--- start Input records ---

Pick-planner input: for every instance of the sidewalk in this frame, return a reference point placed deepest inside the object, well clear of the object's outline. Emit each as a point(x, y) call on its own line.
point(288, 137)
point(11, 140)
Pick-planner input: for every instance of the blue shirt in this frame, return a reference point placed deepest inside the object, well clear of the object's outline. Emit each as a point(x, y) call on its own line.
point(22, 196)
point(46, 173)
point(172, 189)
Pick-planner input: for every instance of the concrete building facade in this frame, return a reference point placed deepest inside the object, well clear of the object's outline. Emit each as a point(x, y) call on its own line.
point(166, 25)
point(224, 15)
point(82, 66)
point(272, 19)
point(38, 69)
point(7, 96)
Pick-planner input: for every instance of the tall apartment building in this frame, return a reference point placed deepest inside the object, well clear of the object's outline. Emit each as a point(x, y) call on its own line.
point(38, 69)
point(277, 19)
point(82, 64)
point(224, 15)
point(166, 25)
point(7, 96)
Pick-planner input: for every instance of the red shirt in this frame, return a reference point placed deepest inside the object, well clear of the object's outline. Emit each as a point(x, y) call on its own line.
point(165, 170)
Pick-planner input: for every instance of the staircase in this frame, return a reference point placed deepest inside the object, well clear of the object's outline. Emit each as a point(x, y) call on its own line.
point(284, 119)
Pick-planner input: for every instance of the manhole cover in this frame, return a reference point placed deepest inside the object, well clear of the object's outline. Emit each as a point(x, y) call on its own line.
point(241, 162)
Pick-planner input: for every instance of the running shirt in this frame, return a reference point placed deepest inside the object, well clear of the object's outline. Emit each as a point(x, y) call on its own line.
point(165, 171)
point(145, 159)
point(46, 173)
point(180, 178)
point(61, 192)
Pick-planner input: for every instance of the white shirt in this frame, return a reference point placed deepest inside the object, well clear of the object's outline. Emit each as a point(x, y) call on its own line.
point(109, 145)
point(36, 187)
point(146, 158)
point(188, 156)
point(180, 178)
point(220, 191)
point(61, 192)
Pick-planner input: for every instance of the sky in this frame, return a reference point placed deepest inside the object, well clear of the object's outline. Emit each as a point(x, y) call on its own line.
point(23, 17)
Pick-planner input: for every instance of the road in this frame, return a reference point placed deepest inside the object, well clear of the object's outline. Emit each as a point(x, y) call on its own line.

--- end Input records ---

→ Requirement
Copy every one of the records above word for word, without changing anything.

→ Written solution
Pick-planner input: for every instance of the sidewalk in this frame, return a reference point placed deepest inside the object, well clear of the object's outline. Emit each as a point(x, y) call on its own line.
point(288, 137)
point(11, 140)
Pick-planner input: for every instance of the blue shirt in this frame, return a reference point placed deepest inside the object, well clear of the object's outline. Emit each as a point(x, y) call on its own line.
point(22, 196)
point(46, 173)
point(172, 189)
Pick-planner input: for every instance of the concrete building facade in this frame, return a reference point placed deepest inside the object, well clear of the object's outline. Emit each as a point(x, y) call on its own line.
point(166, 25)
point(224, 15)
point(82, 66)
point(272, 19)
point(38, 69)
point(7, 96)
Pick-planner input: for every instance of the tall apartment building in this frame, return a reference point placed deepest inside the object, well clear of the object's outline. Emit each as a point(x, y) call on its own line.
point(38, 69)
point(277, 19)
point(82, 64)
point(224, 15)
point(166, 25)
point(7, 96)
Pick-planner input: for every instance of the red shirt in this frame, return a reference point placed deepest inside the object, well clear of the object's outline. Emit each as a point(x, y) call on its own line.
point(165, 170)
Pick-planner input: for every instance of the staircase in this frame, return a reference point placed deepest inside the object, well clear of the object's outline. Emit each as a point(x, y) call on its own line.
point(284, 119)
Pick-planner input: for every instance of the manhole cover in this frame, return a reference point placed deepest inside the object, well clear of the object's outline. Emit each as a point(x, y) call on its own line.
point(241, 162)
Pick-planner input: for every instance of the running shirt in this frame, return a reference point placed deepest inside the object, well clear of the object's outline. Emit each as a point(x, y) call on its own line.
point(165, 171)
point(145, 159)
point(46, 173)
point(180, 178)
point(61, 192)
Pick-planner input: for every instance of the white shirt in this frame, return a reference point placed deepest inside the object, well clear of the object's outline. Emit each as a point(x, y) call on its own line.
point(109, 145)
point(36, 187)
point(146, 158)
point(188, 156)
point(180, 178)
point(220, 191)
point(61, 192)
Pick-planner input: for every instance of the sky in this frame, return a reference point placed deepest inside the object, well clear of the object's outline. Emit each as a point(x, y) call on its own line.
point(23, 17)
Pick-planner input: for every instance of the road in this frame, return a reference point placed deepest inside the object, well clear of the object's outline. Emit each as a point(x, y) call on its own line.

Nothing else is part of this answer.